[Region labeling records]
----

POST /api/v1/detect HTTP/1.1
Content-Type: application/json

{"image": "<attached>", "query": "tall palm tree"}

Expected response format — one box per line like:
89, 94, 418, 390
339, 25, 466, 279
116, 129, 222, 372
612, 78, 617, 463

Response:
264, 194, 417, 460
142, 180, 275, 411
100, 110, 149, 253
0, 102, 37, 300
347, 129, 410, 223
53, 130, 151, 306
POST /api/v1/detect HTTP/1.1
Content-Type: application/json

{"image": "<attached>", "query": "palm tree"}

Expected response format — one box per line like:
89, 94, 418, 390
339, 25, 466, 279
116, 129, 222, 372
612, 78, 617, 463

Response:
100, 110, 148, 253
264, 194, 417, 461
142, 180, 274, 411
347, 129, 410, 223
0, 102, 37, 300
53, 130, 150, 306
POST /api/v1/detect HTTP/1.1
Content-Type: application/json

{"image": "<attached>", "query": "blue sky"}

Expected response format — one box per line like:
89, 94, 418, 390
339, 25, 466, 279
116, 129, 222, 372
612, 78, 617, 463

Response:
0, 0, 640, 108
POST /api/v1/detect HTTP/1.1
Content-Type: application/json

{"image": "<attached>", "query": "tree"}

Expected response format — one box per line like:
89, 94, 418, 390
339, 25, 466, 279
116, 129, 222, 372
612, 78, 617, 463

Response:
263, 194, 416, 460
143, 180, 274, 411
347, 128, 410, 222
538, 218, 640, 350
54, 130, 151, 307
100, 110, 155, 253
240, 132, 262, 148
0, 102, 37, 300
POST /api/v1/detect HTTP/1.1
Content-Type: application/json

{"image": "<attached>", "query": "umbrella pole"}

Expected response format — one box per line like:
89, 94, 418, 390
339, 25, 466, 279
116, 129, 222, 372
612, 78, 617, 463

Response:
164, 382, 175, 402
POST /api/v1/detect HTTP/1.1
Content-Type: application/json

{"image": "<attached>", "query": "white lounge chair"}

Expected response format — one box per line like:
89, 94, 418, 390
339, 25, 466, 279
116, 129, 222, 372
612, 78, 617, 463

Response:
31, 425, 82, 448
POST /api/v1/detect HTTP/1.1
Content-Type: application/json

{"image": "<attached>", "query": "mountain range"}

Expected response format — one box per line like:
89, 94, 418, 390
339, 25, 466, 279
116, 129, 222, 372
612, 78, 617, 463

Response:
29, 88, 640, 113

----

Change "query" to "prompt" throughout all the records above, and write the lines out again with everything else left the same.

POST /api/v1/detect HTTP/1.1
Content-Type: application/json

{"image": "<attached>", "prompt": "tall palm tree"}

Expected response format — one box per line like:
89, 94, 418, 390
339, 25, 466, 279
116, 129, 222, 372
612, 78, 617, 463

Response:
264, 194, 417, 460
142, 180, 275, 411
100, 110, 149, 253
0, 102, 37, 300
347, 129, 410, 223
53, 130, 151, 306
POST /api/v1/detect HTTP/1.1
Content-Type: application/json

{"image": "<attached>", "prompt": "palm tree"}

Expected response format — one box per line like:
89, 94, 418, 390
339, 25, 466, 279
116, 129, 222, 372
612, 78, 617, 463

Response:
100, 110, 148, 253
264, 194, 417, 461
142, 180, 274, 411
347, 129, 410, 223
0, 102, 37, 300
53, 130, 150, 306
POST /api/v1/detect HTTP/1.1
Content-Type: application/json

{"image": "<attached>", "prompt": "blue sky"}

Expected response format — one box per line like:
89, 94, 418, 390
339, 25, 466, 279
116, 129, 222, 372
612, 78, 617, 463

Response:
0, 0, 640, 108
POST /api/v1/detect HTTP/1.1
Content-Type: application/json

{"image": "<attached>", "prompt": "tree"}

Expected response format — one box per line like:
89, 94, 418, 390
339, 25, 466, 279
116, 129, 222, 372
612, 78, 617, 463

Response:
263, 194, 416, 460
143, 180, 274, 411
347, 128, 410, 222
538, 218, 640, 350
54, 130, 151, 307
100, 110, 155, 253
240, 132, 262, 148
0, 102, 37, 300
POST /api/v1/detect HTTP/1.1
Content-Type: application/json

{"image": "<attached>", "prompt": "umbrella pole"}

Expected response format — one box per line like:
89, 94, 418, 390
339, 25, 466, 279
116, 129, 222, 372
612, 78, 617, 463

Response:
164, 382, 175, 402
POST /api/v1/detect HTTP/1.1
Content-Type: application/json

{"image": "<attached>", "prompt": "white lounge chair"}

Expected response format — one box per line like:
89, 94, 418, 390
339, 25, 466, 279
116, 129, 222, 372
612, 78, 617, 463

Response:
31, 425, 82, 448
POST /api/v1/detect HTTP/1.1
Content-Type: application/json

{"image": "<attached>", "prompt": "mountain range"}

Expected response format — one box per line like:
89, 94, 418, 390
339, 25, 466, 279
116, 129, 222, 372
612, 78, 617, 463

Response:
29, 88, 640, 113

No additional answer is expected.